- _Challenge_: Write out the full set of records exactly. Any pictures in them do not belong in the copy.

- _Data section_:
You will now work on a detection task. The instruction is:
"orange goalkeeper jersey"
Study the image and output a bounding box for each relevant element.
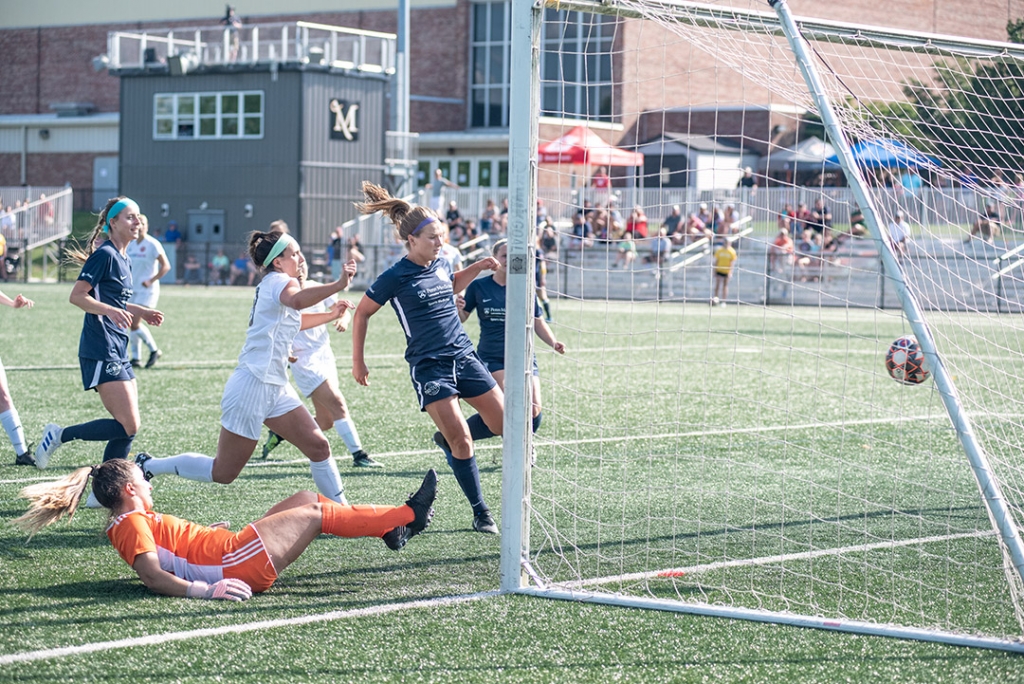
[106,511,272,584]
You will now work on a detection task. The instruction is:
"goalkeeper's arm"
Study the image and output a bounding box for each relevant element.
[132,551,252,601]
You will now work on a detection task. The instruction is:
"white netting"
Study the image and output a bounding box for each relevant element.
[513,0,1024,638]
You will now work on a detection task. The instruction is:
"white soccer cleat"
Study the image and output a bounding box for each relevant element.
[36,423,63,470]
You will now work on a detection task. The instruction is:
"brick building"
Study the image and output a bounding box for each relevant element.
[0,0,1024,208]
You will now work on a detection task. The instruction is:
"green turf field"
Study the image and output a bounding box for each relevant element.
[0,284,1024,682]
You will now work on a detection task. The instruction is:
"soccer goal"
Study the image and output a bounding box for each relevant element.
[502,0,1024,652]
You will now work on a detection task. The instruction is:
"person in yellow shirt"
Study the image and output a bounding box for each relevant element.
[711,239,736,306]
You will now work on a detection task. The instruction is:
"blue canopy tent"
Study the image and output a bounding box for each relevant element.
[825,138,941,169]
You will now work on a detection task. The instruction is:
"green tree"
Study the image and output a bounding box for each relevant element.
[864,19,1024,176]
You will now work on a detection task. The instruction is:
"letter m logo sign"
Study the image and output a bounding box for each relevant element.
[331,98,359,140]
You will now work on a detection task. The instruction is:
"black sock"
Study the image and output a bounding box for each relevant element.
[60,418,128,443]
[466,414,495,441]
[444,454,489,515]
[103,435,135,463]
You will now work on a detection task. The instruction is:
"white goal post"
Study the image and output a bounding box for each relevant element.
[501,0,1024,652]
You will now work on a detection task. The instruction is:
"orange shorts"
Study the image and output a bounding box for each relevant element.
[223,525,278,594]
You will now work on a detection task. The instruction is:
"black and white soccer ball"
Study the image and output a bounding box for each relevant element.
[886,335,931,385]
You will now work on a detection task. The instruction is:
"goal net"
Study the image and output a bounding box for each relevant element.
[503,0,1024,649]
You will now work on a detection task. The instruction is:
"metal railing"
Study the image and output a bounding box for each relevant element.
[428,186,1024,239]
[105,22,395,74]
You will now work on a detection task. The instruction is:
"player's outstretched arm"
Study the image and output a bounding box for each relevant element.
[452,257,501,294]
[68,281,132,328]
[352,295,381,386]
[127,304,164,327]
[0,292,36,309]
[132,551,253,601]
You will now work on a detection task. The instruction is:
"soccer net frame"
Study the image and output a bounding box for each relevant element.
[501,0,1024,652]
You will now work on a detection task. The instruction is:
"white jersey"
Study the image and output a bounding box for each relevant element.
[127,236,167,295]
[292,296,337,356]
[239,270,302,385]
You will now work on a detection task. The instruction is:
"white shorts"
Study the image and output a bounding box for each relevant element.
[292,346,338,396]
[128,285,160,309]
[220,368,303,441]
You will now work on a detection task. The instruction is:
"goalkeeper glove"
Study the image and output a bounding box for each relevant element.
[185,578,253,601]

- _Response for this exercise_:
You will now work on a detection task. The instruction is:
"orange goalkeeper jersey"
Study the image and output a bounding box for each relevant element.
[106,511,272,584]
You will now work on a detection task. The instruction is:
"goalkeeper's arm"
Study the image and output a bounding box for each relevant element.
[132,551,252,601]
You will now work on a detection task. The instruction is:
"white netting"
Study the image and output a bounding box for each relevant element.
[513,0,1024,638]
You will now work on a detection task. The instruction is:
"white soccer cleat"
Study the image and output a bounding box for each relevant element.
[36,423,63,470]
You will now work on a detection task. The instruction is:
"brick building"
Study the image and output a bounding box for each relevant element.
[0,0,1024,208]
You will now work on a detection task. The instruction is:
"green turf field"
Study the image and output a bounding box for each relevant element.
[0,284,1024,682]
You will now work on a detection task. The instruction is:
"soccer goal"
Study the image and output a bounding box for each relevant element.
[502,0,1024,652]
You will now work on a detection task. The instruction is:
"person in yellow shirt"
Study the image and output a bounding box for each relevant element.
[711,239,736,306]
You will now work on a detection task. The instruction is:
"blue canopy tent"
Study the image and output a bounding box for each relevant element.
[825,138,941,169]
You will now work on a detection task. The instruction is:
"green tree"
Study the image and output a bounding box for each relevant element.
[864,19,1024,176]
You will now work on a detection task. The instruction is:
"letter m logo sign"
Study the image and output a bounding box for each relevant element.
[331,98,359,140]
You will now work on a detection task. The instruction is:
"black sock"
Study the image and output a bounding box for each relevant element.
[60,418,128,443]
[466,414,495,441]
[444,454,489,515]
[103,435,135,463]
You will now work on a detection task. The instruction is:
"white goal post"
Study the image and output a bounding box for each relevant element.
[501,0,1024,652]
You will now work on a detection task. The instruction is:
"orange shorts"
Study the image and output a bounding box for each relevant element.
[223,525,278,594]
You will now work on a detection task. The instruction is:
"black and white soccer ball"
Study the image and output a bounding box for each relevant element.
[886,335,931,385]
You will now work on a detection task. The instruction is:
"goal net"
Study the image and output a bounding box for each relevant element.
[503,0,1024,649]
You will now work on a detection task. The instruction is:
"metal railing"
Study the image and output a bounding box for each relevant element.
[428,186,1024,239]
[105,22,395,74]
You will now work on a detection task. The instruction is:
"player's outstretched arm"
Study the image and output a bounding box for each relevant element.
[452,257,501,294]
[68,281,132,328]
[352,295,381,386]
[127,304,164,327]
[0,292,36,309]
[132,551,253,601]
You will now work on a detection task. The instruction is:
"soccer net frame"
Study the image and output a bounding box for each relevant element.
[501,0,1024,652]
You will now work on a detection task. The instruction is:
"white jersey"
Study the image and output a bounding box for each relevant element.
[127,236,167,295]
[292,296,337,356]
[239,270,302,385]
You will now work on a detection task. The instruction is:
"white shorts"
Study the image and output a bounding box for each relevant element.
[292,346,338,396]
[128,285,160,309]
[220,368,303,441]
You will now work on a detection task. The instruction is:
"goalkeeper glove"
Study the image and output a bounding box for each relevant element.
[185,578,253,601]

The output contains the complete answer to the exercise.